** Begin EXTRACTED MATERIAL **
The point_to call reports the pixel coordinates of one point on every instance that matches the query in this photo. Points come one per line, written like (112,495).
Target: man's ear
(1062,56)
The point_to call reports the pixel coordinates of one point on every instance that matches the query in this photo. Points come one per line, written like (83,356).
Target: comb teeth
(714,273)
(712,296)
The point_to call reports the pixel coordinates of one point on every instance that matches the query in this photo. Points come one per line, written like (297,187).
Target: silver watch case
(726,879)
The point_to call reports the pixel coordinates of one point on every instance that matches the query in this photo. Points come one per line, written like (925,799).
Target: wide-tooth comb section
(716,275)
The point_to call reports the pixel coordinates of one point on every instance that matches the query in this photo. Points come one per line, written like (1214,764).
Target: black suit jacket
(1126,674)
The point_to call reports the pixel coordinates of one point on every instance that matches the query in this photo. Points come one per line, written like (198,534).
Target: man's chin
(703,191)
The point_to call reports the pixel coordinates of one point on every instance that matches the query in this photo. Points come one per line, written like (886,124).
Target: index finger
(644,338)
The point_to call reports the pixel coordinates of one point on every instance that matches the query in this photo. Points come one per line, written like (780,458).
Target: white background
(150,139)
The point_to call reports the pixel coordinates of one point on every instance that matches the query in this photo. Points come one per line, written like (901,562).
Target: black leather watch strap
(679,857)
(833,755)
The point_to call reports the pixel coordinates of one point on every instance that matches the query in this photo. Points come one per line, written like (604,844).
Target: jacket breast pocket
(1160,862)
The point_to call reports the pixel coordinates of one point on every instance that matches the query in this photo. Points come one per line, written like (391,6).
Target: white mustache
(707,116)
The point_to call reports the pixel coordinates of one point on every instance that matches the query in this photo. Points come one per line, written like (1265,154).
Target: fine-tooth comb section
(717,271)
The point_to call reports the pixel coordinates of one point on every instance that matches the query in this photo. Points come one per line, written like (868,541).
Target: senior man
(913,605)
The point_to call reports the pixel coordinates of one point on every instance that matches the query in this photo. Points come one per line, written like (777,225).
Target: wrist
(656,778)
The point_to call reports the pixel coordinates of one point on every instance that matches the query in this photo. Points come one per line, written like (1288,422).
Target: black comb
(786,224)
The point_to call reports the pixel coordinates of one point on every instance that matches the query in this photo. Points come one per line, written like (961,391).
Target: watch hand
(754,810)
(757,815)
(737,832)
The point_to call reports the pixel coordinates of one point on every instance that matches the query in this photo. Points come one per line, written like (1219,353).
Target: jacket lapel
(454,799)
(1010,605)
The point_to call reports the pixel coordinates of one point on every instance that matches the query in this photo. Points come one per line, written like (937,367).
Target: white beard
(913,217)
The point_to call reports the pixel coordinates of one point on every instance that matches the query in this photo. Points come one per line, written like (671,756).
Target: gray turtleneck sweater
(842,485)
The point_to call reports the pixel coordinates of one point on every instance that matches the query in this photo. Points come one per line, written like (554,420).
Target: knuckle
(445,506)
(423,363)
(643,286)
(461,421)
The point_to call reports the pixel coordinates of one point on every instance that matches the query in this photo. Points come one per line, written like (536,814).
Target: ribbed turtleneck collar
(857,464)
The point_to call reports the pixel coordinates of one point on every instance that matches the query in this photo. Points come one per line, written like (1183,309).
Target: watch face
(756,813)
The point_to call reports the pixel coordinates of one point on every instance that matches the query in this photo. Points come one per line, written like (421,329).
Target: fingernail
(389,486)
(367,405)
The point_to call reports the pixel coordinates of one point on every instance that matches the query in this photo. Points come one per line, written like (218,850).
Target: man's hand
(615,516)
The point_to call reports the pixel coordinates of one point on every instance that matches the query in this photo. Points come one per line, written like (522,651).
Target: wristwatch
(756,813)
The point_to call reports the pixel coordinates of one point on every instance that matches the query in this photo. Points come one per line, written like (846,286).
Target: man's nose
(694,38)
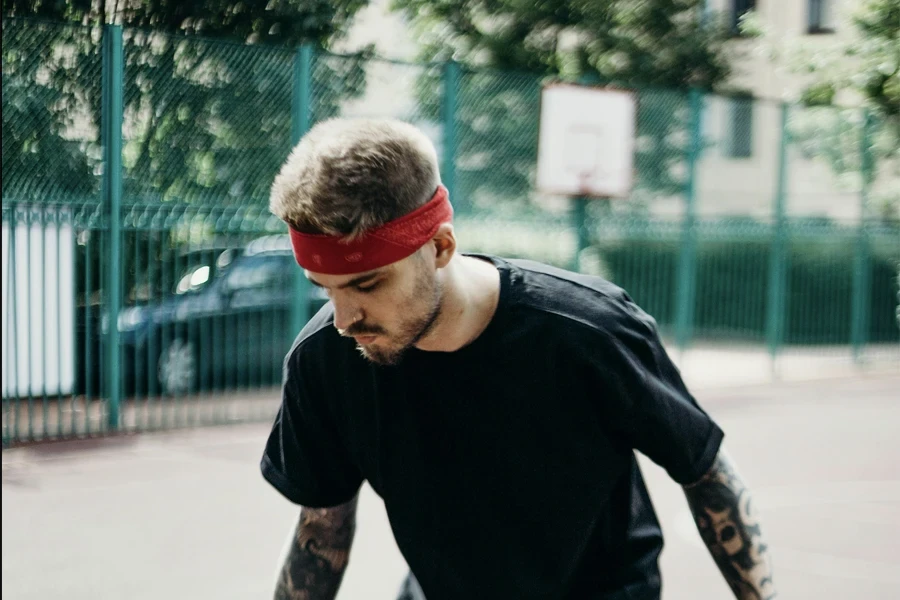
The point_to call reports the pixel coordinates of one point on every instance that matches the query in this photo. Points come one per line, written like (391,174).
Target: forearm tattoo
(723,510)
(316,561)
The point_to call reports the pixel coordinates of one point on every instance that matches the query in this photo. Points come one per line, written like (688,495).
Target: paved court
(187,515)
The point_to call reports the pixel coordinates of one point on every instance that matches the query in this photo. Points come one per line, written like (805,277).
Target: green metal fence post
(687,264)
(775,309)
(582,233)
(301,120)
(861,265)
(451,91)
(113,100)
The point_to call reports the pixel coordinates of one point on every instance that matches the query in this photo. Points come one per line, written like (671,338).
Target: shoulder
(580,305)
(319,349)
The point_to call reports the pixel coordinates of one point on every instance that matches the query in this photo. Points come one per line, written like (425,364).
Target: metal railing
(145,284)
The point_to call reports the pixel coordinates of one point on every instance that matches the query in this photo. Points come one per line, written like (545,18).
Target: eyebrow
(352,283)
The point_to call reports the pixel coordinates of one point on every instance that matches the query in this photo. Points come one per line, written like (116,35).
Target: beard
(427,296)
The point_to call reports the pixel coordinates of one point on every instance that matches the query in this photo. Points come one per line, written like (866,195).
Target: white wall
(38,309)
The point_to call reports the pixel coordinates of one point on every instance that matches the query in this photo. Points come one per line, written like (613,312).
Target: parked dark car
(226,331)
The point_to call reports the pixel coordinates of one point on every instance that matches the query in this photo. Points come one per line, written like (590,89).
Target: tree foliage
(660,47)
(208,91)
(846,76)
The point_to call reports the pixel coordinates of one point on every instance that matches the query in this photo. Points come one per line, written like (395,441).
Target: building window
(738,9)
(739,127)
(821,16)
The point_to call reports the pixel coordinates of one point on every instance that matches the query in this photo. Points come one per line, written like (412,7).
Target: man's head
(350,178)
(347,176)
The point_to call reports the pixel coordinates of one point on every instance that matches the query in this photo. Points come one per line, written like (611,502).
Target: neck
(471,291)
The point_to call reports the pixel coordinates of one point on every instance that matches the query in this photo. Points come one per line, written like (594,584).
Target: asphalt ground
(186,514)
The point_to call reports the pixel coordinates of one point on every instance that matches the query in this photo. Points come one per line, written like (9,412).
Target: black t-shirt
(507,468)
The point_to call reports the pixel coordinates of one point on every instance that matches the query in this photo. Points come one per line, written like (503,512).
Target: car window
(258,272)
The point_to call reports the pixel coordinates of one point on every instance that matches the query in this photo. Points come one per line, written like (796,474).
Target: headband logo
(393,241)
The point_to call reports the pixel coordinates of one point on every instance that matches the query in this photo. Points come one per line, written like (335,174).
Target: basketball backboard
(586,141)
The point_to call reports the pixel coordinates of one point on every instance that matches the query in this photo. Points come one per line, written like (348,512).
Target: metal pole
(113,93)
(301,120)
(861,265)
(687,264)
(448,169)
(778,257)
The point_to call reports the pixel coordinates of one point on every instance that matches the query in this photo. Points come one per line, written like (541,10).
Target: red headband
(393,241)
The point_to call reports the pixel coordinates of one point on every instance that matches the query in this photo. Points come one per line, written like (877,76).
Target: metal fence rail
(146,286)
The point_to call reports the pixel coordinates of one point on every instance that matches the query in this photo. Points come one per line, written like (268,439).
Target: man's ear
(445,245)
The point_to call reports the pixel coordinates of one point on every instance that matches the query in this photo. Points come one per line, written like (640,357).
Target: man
(495,405)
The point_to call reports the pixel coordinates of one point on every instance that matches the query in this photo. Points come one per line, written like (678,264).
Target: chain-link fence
(146,285)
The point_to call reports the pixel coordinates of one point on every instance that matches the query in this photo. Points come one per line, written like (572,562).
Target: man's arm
(316,560)
(728,523)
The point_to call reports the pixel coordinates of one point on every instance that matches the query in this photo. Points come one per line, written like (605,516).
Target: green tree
(858,71)
(208,96)
(661,47)
(206,119)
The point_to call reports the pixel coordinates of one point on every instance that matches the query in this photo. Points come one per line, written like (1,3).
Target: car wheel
(177,368)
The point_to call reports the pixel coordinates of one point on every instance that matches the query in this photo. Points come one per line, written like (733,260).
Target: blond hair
(347,176)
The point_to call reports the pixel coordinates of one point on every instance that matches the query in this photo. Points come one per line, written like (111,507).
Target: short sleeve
(304,458)
(644,400)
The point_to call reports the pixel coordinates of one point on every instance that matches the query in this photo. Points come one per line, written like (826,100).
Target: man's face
(387,310)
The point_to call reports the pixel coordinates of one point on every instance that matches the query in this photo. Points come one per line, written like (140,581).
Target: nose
(345,313)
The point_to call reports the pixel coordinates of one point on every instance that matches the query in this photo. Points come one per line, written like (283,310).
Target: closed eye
(365,289)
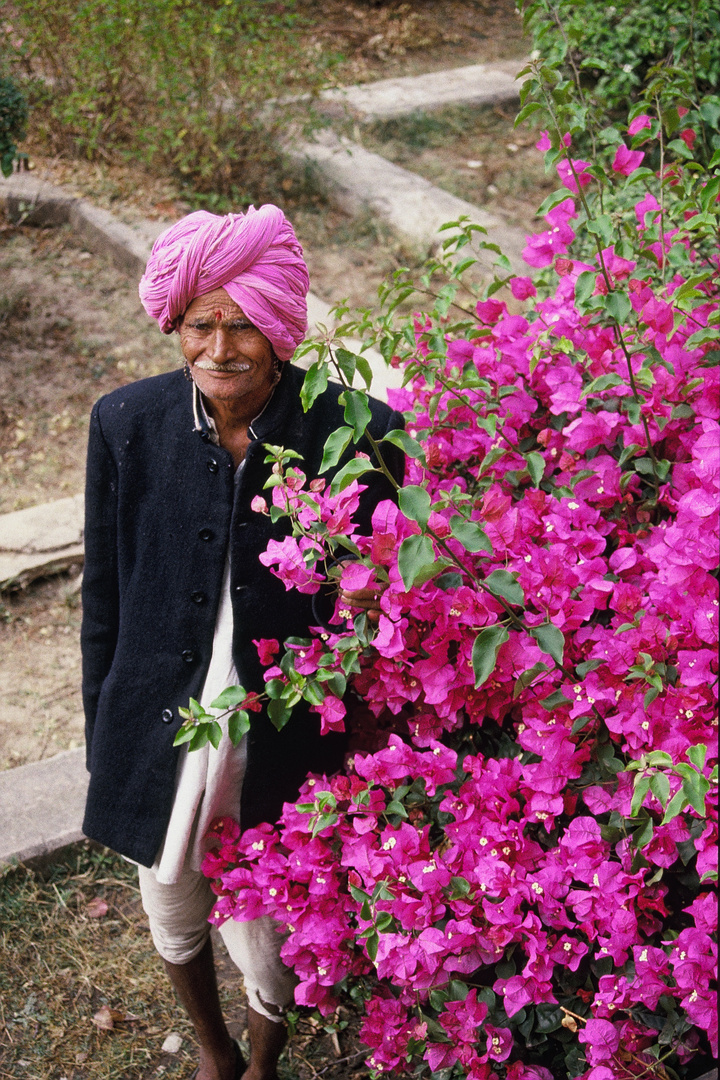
** End EXTRACTED MATERIAL **
Please extract every line of the material above that contains the word "tree", copying each line in full.

• **FULL SOLUTION**:
Target: tree foliage
Target: green tree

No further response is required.